Article:
— START —

Although the Working Group's activity has yet to result in a declaration of rights approved by the UN General Assembly, these years of work have vastly contributed to the articulation and affirmation of indigenous rights precepts. A broad consensus of opinion about a certain minimum set of standards favorable to indigenous peoples' demands is now evident in the multitude of government and other authoritative statements to the Working Group.
Following the lead of the UN Working Group, the International Labor Organization (ILO), a specialized agency within the UN system, set about in the middle 1980s to revise its convention on indigenous peoples. The original 1957 ILO Convention Concerning the Protection and Integration of Indigenous and Other Tribal and Semi-Tribal Populations in Independent Countries (No. 107) had been widely criticized for being out of step with current thinking on indigenous peoples. Adopted during a period in history when the dominant political elements in domestic and international circles placed little or no value on indigenous cultures, the 1957 Convention, as its little suggests, presumed a norm of assimilation.

— END —

Recorded data:
— START —

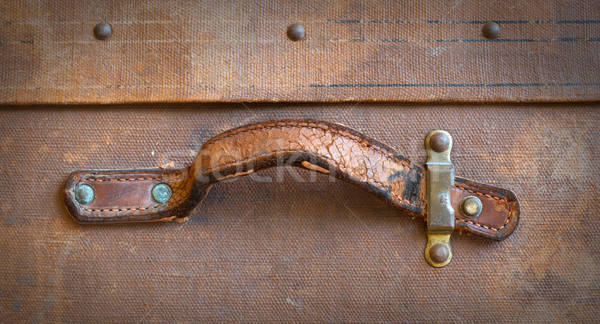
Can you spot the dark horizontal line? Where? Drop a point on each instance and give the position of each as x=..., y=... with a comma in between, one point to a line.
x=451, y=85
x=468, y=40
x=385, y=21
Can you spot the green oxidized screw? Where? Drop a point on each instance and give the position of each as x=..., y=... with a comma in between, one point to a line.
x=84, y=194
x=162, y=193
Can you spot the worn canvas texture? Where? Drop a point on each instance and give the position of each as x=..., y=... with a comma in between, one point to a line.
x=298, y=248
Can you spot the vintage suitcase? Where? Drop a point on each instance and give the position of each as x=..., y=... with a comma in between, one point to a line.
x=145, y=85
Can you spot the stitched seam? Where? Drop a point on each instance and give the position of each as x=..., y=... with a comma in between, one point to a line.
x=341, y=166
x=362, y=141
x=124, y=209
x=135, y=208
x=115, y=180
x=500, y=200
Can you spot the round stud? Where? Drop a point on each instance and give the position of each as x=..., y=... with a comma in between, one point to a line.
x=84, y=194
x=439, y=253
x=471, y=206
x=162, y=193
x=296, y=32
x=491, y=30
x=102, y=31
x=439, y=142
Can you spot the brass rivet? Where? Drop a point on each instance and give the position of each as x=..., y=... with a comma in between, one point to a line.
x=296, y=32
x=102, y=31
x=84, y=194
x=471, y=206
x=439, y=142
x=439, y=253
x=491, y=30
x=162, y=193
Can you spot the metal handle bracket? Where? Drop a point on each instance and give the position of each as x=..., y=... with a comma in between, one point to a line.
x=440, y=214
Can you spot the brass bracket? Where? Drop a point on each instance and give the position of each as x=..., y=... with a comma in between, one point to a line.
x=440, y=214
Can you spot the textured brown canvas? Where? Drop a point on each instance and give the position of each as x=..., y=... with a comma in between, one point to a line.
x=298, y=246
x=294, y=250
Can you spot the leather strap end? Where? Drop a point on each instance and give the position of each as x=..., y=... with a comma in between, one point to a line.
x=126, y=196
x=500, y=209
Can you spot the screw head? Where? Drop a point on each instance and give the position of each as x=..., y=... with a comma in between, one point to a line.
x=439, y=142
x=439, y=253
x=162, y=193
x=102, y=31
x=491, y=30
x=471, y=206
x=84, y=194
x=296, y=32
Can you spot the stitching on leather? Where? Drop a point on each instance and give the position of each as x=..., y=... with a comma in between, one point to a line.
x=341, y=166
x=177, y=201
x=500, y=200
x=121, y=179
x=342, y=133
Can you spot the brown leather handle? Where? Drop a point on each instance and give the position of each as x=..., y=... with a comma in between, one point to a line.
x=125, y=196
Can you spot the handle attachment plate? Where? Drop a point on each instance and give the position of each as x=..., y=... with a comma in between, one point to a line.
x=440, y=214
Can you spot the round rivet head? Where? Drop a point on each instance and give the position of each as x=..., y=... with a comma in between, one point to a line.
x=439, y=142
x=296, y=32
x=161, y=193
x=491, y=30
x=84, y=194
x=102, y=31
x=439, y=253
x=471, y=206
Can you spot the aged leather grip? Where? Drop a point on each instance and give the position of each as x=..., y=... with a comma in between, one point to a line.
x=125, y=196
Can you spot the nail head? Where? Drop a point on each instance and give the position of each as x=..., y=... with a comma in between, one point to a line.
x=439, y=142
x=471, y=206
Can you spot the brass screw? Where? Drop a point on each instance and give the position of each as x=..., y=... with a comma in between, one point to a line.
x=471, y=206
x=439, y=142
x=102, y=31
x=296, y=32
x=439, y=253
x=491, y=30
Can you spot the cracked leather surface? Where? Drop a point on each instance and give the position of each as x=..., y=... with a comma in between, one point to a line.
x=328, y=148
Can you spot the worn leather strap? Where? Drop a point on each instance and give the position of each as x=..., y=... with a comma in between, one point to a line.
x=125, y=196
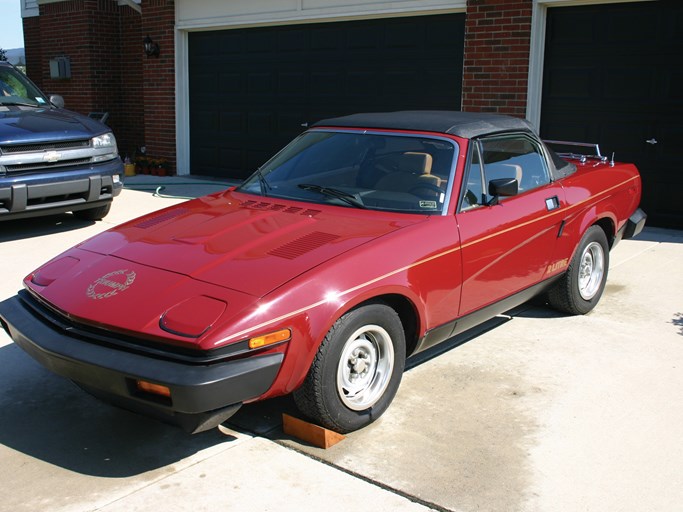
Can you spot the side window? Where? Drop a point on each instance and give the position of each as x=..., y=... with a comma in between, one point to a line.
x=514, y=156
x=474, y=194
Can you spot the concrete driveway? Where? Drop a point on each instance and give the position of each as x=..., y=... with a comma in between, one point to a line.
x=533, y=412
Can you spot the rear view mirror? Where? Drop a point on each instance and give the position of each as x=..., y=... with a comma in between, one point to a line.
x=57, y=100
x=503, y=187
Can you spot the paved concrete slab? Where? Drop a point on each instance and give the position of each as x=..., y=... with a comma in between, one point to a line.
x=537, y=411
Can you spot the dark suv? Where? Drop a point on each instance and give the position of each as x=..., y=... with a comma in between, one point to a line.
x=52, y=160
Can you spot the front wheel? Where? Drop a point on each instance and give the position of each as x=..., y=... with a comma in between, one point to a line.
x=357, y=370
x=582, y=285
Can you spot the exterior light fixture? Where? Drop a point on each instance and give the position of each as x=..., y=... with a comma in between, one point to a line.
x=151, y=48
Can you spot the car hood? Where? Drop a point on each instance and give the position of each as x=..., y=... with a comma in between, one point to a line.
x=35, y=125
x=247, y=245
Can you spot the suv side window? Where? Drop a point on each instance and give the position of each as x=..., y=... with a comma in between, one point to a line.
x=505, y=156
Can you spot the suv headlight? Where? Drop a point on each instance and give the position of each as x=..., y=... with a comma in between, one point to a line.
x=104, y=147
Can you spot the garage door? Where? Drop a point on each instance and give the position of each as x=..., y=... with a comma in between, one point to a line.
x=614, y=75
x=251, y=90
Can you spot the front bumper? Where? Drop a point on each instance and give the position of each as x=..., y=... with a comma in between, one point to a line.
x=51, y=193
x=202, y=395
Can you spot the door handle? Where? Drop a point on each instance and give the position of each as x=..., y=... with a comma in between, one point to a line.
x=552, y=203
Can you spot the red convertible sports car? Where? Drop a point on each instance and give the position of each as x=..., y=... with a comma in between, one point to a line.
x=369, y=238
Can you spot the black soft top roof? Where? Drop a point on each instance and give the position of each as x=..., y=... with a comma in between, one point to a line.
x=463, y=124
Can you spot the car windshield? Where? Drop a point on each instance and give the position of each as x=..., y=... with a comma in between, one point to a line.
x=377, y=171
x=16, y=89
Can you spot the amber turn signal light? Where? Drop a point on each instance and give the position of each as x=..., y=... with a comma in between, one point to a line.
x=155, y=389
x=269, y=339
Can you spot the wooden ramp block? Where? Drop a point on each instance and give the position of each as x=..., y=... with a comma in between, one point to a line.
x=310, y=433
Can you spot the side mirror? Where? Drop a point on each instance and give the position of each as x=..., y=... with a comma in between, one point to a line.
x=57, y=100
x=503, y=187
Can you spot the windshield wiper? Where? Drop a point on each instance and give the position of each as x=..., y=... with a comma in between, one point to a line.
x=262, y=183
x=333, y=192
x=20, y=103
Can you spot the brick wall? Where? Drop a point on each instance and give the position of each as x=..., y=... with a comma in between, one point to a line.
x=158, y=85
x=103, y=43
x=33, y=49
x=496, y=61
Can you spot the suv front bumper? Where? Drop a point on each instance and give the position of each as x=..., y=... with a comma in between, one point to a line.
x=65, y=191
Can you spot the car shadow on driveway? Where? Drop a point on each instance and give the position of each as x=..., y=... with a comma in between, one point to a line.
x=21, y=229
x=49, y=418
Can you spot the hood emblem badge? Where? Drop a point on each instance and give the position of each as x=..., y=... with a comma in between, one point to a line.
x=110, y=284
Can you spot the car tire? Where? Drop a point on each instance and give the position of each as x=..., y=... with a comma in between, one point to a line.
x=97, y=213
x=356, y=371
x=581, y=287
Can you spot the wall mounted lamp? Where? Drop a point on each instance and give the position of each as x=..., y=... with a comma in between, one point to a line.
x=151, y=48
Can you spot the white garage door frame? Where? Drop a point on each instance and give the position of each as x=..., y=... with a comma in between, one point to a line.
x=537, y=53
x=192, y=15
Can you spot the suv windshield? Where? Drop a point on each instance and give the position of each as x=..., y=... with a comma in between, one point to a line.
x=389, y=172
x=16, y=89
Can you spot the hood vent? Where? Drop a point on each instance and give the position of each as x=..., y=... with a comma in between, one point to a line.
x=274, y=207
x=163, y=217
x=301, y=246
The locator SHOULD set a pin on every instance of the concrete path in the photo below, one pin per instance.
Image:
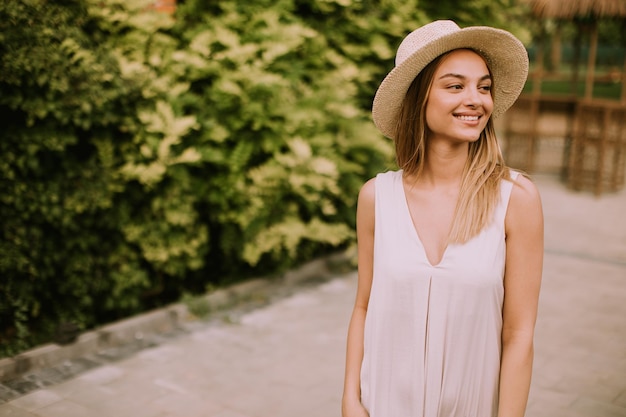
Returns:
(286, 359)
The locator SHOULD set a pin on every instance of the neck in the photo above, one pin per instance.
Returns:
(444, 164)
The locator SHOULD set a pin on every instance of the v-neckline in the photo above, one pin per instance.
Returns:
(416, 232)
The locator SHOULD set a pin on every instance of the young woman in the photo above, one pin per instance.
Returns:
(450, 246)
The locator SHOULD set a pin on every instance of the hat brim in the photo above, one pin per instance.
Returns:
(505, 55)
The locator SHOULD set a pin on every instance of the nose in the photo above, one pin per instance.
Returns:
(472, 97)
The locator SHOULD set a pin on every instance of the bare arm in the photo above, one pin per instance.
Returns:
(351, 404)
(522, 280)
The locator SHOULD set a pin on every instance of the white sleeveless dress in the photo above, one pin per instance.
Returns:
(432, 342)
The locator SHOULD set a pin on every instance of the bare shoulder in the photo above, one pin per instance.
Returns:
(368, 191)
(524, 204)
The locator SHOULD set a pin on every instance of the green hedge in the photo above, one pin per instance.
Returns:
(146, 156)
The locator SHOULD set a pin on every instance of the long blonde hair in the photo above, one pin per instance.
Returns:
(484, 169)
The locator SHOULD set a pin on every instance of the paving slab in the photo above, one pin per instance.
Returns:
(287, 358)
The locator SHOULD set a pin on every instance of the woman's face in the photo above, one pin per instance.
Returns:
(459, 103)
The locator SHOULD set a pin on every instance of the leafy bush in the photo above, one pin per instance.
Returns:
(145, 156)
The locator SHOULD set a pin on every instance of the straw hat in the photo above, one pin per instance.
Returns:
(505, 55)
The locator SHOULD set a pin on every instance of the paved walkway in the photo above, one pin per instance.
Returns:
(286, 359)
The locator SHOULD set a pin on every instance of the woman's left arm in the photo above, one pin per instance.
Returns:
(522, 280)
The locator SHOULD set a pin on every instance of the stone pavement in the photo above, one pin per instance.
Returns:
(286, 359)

— END —
— START —

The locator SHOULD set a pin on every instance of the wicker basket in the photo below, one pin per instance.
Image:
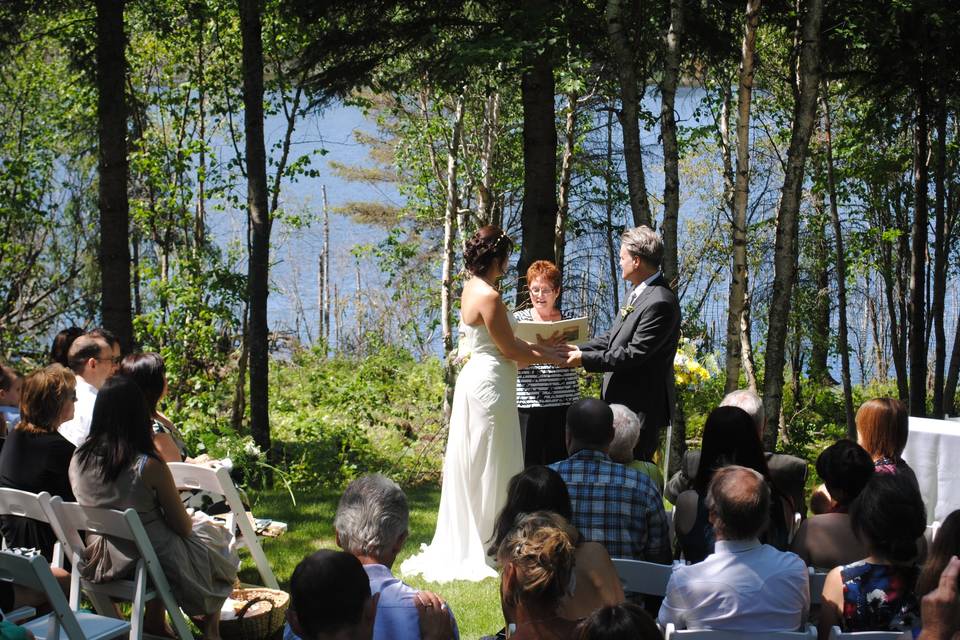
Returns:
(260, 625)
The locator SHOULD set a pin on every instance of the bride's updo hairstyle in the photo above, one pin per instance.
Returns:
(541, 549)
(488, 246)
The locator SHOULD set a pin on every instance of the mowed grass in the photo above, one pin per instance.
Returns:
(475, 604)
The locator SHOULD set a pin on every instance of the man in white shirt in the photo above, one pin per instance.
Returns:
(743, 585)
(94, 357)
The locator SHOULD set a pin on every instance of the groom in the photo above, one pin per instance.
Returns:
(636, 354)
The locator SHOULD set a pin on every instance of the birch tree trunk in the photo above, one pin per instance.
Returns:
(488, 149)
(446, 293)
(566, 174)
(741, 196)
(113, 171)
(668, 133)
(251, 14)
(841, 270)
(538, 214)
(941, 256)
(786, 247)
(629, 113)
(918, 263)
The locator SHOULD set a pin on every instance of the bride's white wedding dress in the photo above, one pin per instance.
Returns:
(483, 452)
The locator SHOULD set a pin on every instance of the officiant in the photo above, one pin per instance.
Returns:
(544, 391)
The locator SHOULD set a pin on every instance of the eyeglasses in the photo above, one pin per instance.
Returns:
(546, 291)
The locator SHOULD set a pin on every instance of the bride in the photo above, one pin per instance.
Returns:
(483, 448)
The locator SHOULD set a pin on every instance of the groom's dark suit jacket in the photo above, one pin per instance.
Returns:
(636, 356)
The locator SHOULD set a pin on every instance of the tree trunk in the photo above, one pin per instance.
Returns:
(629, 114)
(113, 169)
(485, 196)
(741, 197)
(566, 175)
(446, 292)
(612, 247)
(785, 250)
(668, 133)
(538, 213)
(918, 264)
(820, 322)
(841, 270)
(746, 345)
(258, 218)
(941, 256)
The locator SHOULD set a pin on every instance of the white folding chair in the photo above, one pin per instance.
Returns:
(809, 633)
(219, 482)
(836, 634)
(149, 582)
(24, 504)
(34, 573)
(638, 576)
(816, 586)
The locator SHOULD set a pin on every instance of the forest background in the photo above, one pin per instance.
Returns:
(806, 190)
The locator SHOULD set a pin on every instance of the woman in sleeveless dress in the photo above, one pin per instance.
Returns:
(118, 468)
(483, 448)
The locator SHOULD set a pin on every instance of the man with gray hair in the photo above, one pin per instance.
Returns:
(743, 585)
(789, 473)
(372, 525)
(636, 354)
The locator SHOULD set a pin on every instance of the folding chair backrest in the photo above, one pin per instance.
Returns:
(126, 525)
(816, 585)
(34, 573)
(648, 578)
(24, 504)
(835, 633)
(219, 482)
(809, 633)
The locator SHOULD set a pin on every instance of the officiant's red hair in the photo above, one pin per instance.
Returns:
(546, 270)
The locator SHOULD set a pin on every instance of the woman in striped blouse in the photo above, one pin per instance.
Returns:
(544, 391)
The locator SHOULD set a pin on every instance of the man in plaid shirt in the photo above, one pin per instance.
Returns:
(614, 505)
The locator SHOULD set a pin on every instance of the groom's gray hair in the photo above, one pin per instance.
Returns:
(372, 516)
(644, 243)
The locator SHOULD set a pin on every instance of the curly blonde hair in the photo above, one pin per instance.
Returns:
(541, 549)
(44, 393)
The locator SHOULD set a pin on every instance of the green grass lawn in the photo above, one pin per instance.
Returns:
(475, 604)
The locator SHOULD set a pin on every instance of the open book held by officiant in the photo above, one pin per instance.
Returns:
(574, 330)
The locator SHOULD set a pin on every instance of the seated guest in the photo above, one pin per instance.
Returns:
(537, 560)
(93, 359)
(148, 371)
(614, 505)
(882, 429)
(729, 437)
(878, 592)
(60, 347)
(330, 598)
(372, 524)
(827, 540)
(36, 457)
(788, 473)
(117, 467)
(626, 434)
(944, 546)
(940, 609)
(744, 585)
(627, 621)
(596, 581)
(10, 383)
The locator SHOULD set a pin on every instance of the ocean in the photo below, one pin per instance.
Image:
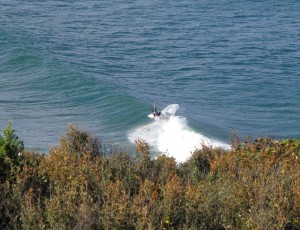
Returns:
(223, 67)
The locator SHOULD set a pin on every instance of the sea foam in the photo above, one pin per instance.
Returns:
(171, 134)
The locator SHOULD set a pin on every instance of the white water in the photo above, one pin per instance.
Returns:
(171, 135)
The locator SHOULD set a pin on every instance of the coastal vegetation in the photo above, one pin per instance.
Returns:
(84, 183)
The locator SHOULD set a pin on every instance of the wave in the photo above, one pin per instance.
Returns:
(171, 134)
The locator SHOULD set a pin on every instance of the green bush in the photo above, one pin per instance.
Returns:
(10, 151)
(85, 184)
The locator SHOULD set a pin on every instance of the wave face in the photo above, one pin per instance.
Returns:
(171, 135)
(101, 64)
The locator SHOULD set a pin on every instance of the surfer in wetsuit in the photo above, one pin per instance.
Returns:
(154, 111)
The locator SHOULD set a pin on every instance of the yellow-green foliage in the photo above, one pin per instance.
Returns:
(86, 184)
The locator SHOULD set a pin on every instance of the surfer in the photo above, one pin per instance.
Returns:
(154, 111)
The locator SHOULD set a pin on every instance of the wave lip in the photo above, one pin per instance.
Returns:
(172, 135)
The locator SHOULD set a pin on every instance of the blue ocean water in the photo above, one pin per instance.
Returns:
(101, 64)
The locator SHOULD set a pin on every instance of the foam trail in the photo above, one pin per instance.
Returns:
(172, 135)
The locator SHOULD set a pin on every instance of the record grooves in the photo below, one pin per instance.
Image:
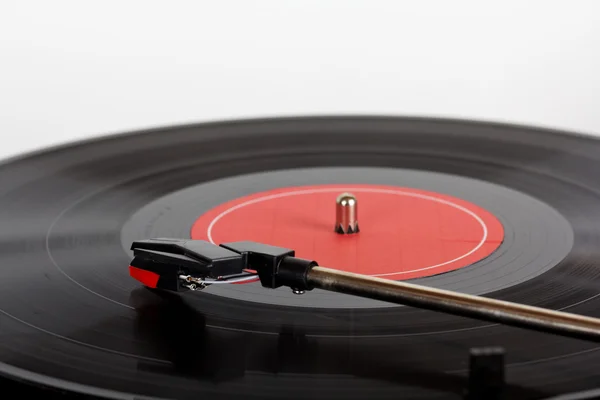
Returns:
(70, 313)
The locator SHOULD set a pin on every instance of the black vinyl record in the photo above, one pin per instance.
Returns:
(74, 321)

— END —

The tasks:
(a) Answer these questions using the indigenous rights passage:
(i) What has the Working Group's activity not yet resulted in?
(ii) When did the International Labor Organization set about revising its convention on indigenous peoples?
(iii) What number does the original 1957 ILO convention carry?
(b) Return the stretch of the indigenous rights passage from "Following the lead" through "norm of assimilation.".
(c) Write the next part of the indigenous rights passage, picking up after its last sentence.
The entries play no part in this work.

Task-by-task outputs:
(a)
(i) A declaration of rights approved by the UN General Assembly.
(ii) In the middle 1980s.
(iii) No. 107.

(b)
Following the lead of the UN Working Group, the International Labor Organization (ILO), a specialized agency within the UN system, set about in the middle 1980s to revise its convention on indigenous peoples. The original 1957 ILO Convention Concerning the Protection and Integration of Indigenous and Other Tribal and Semi-Tribal Populations in Independent Countries (No. 107) had been widely criticized for being out of step with current thinking on indigenous peoples. Adopted during a period in history when the dominant political elements in domestic and international circles placed little or no value on indigenous cultures, the 1957 Convention, as its little suggests, presumed a norm of assimilation.

(c)
In 1986, the ILO convened a "Meeting of Experts," which recommended that the Convention be revised. The meeting unanimously concluded that the "integrationist language" of Convention No. 107 is "outdated" and "destructive in the modern world." Discussion on the revision proceeded at the 1988 and 1989 sessions of the International Labor Conference, the highest decision-making body of the ILO. Thirty-nine government representatives participated in the conference committee for the revision, in addition to the worker and employee delegates that are part of the "tripartite" system of governance in the ILO. All of the states that have been active in the UN Working Group meetings took on highly visible roles in the Conference Committee. The United States, which thus far has participated minimally in the Working Group's activity, played a major part in the ILO process.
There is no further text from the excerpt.